PASSAGE

Toutes les conditions égrenées dans cet extrait sont valables, et même se sont aggravées pour les USA. Le potentiel militaire des USA a baissé relativement à ses “adversaires” potentiels par rapport à 2007, d’une façon assez importante. C’est par exemple le cas des porte-avions, comme l’affirme un des témoins entendus lors de ces auditions suivies par WSWS.org, qui assure que les USA, qui disposent de onze porte-avions (mais actuellement 4-5 en opérations, le reste étant en relâche, radoub, modernisation, etc.), devrait accroître notablement cette force. Il estime qu’il faudrait un minimum de 15 porte-avions, et en réalité 21 si l’on tient compte de toutes les menaces actuelles. Là aussi, l’irréalité est complète par rapport aux délais et aux moyens nécessaires pour de telles perspectives de réarmement : il faut en principe 4-5 ans pour construire un porte-avions, en général avec des délais supplémentaires de plus en plus systématiques (huit ans pour construire le USS George H.W. Bush, opérationnel en 2010), pour un prix qui n’a cessé d’exploser et approche aujourd’hui les $15 milliards. (On n’ajoutera pas, pour ne pas alourdir le débat, que le principe du porte-avions comme arme navale dominatrice est aujourd’hui en train d’être fortement mis en cause devant les capacités anti-porte-avions de la Russie et de la Chine. Certains commencent à comparer le porte-avions à ce que fut le cuirassé durant la Deuxième Guerre mondiale, – le “roi des mers” soudain devenu impotent, justement à cause de l’émergence du porte-avions et de ses capacités aéronavales.)

On doit donc caractériser ces débats d’appréciations diverses dont aucune n’a à voir avec une conception normale et habituelle des débats stratégiques par rapport aux armements, aux capacités, aux délais, aux conditions psychologiques, etc. Il s’agit d’une irréalité complète, des débats dans des conditions non-existantes, se référant à des narrative gigantesques, à des références d’une psychologie marquée par la pathologie, etc. Le problème est que les questions traitées ont, au bout du compte, une terrifiante réalité quant aux capacités de destruction qui sont implicitement évoquées.

• Ces débats peuvent être interprétés comme reflétant l’état d’esprit d’exceptionnalisme des USA tel qu’il règne, – tel qu’il continue à régner actuellement. A cet égard, deux mondes parallèles se côtoient. D’un côté, les commentateurs US ne tarissent pas d’éloges sur les capacités russes, ils estiment que ce pays a regagné son rang de superpuissances. Sur la Chine, ils sont moins diserts à cause des circonstances, mais ne sont pas loin de classer cette puissance dans une catégorie proche. Qui plus est, bien entendu, les deux ont des capacités nucléaires stratégiques connues, avec tout ce que cela suppose de puissance potentielle et de risque suicidaire pour tous les belligérants dans un affrontement.

DOCUMENTS FOURNIS
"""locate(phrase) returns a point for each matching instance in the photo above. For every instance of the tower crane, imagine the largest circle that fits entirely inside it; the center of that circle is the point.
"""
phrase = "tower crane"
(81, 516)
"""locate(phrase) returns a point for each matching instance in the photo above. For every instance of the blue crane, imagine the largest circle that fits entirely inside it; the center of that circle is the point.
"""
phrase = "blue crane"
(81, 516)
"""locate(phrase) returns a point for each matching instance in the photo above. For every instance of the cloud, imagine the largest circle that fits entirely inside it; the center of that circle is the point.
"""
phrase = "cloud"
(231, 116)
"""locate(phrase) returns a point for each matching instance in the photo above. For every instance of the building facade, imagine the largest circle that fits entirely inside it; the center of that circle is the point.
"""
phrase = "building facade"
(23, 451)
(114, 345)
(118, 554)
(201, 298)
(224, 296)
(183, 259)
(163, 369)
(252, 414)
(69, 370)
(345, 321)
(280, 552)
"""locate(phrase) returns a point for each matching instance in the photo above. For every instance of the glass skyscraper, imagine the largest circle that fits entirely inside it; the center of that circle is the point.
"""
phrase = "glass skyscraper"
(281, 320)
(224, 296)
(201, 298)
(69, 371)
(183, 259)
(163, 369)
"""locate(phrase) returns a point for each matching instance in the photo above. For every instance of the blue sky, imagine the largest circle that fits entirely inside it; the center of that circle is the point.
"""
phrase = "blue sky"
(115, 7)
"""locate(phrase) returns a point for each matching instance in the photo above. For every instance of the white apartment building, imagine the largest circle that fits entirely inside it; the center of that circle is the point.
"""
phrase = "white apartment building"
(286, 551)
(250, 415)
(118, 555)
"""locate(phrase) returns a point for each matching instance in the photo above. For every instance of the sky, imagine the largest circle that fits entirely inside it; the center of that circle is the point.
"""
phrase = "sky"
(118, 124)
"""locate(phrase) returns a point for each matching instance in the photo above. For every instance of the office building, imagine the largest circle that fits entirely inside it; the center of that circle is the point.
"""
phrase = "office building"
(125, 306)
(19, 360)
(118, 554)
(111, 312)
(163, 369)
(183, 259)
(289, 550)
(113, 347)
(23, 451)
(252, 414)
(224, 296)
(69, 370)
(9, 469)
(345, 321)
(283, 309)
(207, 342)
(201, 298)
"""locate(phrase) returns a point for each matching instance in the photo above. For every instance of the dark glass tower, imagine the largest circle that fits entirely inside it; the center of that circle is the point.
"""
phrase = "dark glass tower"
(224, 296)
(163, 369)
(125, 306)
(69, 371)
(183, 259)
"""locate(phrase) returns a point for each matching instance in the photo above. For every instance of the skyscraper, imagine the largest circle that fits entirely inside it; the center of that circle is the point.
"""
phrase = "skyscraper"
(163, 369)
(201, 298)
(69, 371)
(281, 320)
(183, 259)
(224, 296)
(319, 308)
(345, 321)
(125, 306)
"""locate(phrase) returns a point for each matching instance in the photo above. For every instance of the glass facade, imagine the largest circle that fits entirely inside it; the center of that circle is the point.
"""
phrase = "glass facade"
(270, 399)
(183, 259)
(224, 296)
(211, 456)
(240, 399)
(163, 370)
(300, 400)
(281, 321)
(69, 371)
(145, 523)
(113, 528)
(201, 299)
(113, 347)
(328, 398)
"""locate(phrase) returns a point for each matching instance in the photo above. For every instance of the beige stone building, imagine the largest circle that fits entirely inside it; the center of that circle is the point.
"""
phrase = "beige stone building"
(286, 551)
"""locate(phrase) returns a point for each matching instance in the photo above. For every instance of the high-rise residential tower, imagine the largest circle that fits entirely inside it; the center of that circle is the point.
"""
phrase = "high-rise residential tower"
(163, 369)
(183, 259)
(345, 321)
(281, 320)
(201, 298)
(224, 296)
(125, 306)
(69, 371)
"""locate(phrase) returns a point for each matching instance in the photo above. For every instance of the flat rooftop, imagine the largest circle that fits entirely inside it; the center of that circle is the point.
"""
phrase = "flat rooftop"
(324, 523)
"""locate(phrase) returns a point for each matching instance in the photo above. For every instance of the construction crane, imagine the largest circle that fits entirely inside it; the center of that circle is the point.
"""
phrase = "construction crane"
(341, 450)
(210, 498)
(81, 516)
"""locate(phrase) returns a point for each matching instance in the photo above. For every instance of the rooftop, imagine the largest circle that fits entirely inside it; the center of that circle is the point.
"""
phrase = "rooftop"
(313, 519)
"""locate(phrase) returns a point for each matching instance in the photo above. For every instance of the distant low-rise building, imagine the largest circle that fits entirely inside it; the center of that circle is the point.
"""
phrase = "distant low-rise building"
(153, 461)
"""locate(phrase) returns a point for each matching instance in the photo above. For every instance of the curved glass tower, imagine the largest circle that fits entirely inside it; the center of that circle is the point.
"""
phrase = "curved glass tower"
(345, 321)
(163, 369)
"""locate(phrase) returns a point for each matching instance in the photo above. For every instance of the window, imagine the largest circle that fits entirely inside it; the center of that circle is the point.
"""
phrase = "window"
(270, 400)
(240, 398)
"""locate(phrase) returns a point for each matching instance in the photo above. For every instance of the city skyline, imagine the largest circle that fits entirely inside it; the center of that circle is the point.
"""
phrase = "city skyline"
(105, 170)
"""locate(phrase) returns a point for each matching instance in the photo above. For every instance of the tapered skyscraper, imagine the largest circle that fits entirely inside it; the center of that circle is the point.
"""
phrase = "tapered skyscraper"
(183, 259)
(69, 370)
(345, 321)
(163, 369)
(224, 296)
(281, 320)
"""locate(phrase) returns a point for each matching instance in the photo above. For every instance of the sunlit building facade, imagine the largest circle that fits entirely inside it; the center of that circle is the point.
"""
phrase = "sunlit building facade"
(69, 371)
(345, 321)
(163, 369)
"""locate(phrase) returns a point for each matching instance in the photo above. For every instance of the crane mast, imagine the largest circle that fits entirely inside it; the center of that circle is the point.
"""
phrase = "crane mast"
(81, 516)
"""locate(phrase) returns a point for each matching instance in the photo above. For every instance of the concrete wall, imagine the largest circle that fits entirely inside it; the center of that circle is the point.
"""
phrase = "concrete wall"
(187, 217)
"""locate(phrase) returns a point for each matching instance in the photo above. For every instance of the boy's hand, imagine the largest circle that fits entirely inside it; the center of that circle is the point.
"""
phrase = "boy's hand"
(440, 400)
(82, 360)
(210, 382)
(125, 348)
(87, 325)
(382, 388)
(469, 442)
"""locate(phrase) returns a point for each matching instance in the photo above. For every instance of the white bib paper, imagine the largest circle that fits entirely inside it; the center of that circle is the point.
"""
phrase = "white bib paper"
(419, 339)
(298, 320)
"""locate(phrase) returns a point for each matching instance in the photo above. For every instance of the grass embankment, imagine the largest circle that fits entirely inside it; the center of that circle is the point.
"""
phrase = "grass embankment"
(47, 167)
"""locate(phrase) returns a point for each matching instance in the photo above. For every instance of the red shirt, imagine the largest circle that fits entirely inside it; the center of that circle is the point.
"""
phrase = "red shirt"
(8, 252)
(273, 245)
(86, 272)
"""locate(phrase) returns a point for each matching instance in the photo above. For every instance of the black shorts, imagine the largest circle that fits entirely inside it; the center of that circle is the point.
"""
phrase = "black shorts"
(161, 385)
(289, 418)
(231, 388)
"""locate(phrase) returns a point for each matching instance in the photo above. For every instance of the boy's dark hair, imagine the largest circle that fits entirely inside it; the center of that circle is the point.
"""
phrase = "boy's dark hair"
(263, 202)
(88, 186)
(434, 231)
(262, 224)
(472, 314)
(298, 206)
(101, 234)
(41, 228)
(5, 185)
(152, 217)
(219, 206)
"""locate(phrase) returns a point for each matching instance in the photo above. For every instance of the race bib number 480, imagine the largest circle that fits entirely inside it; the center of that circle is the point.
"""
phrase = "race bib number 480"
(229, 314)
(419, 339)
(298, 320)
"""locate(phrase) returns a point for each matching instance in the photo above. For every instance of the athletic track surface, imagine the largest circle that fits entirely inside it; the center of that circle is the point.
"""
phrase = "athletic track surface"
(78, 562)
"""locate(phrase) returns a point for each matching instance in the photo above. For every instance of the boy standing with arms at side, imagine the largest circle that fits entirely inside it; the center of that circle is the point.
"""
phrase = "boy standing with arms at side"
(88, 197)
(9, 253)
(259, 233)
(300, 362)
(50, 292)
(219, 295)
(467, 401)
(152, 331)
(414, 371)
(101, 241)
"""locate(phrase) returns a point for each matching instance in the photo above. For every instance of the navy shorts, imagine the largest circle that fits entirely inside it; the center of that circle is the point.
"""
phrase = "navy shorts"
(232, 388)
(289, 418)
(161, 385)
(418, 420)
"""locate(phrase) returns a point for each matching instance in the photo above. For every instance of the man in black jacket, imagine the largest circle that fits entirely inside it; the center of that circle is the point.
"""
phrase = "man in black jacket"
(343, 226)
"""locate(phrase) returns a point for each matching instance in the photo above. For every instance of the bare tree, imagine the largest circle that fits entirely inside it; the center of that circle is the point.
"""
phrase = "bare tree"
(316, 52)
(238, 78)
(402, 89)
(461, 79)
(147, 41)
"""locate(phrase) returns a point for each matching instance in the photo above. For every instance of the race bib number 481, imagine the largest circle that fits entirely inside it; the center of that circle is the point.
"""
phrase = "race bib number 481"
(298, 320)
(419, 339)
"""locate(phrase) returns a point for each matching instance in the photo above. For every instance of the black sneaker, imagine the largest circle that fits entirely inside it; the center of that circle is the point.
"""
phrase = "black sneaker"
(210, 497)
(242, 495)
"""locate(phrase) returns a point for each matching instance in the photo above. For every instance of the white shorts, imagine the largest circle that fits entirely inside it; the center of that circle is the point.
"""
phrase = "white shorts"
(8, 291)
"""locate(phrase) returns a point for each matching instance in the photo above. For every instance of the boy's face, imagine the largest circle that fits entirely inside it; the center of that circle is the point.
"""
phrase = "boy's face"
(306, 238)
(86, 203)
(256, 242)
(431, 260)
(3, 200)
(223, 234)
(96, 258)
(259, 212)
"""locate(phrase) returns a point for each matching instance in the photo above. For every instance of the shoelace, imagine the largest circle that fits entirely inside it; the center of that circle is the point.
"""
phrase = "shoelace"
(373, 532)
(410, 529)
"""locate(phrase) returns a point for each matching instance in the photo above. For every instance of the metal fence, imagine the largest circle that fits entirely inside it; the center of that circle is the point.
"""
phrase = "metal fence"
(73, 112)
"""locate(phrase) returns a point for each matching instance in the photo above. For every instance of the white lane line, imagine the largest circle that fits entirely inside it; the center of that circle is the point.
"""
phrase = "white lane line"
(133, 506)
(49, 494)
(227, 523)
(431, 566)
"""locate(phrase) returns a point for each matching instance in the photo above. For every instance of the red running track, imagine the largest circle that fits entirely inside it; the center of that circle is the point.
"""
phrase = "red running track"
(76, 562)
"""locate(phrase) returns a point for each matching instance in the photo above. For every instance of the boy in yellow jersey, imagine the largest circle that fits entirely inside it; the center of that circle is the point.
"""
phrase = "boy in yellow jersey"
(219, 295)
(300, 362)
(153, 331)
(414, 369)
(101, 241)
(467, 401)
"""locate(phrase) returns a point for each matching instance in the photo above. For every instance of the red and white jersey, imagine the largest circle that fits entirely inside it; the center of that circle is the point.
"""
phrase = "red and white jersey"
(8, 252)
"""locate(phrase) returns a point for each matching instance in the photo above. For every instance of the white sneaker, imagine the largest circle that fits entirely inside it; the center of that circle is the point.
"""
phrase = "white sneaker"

CONSIGNE DE L'EXERCICE
D'après le passage, combien de temps a-t-il fallu pour construire le USS George H.W. Bush ?

RÉPONSE RÉDIGÉE
Il a fallu huit ans pour construire le USS George H.W. Bush.